TASK BRIEF: Word for word, repeat each of the records below.

SOURCE DATA:
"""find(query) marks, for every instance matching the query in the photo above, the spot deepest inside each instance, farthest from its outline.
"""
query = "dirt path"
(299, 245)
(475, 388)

OUTPUT:
"""find(query) marks, for every instance matching the query in the photo above, the spot deepest inside each instance, farthest from its outline.
"""
query = "dirt path"
(299, 245)
(475, 388)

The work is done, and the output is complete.